Items from a data source:
>> Begin

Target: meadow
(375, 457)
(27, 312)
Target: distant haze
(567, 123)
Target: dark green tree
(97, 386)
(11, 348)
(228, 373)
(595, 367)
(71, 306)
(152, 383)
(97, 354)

>> End

**Required task**
Word for word, quote all of the data above.

**Answer to the exercise**
Target: meadow
(375, 457)
(27, 312)
Target: distant haze
(567, 123)
Target: dark green tree
(97, 386)
(11, 348)
(228, 373)
(595, 367)
(71, 306)
(152, 383)
(97, 354)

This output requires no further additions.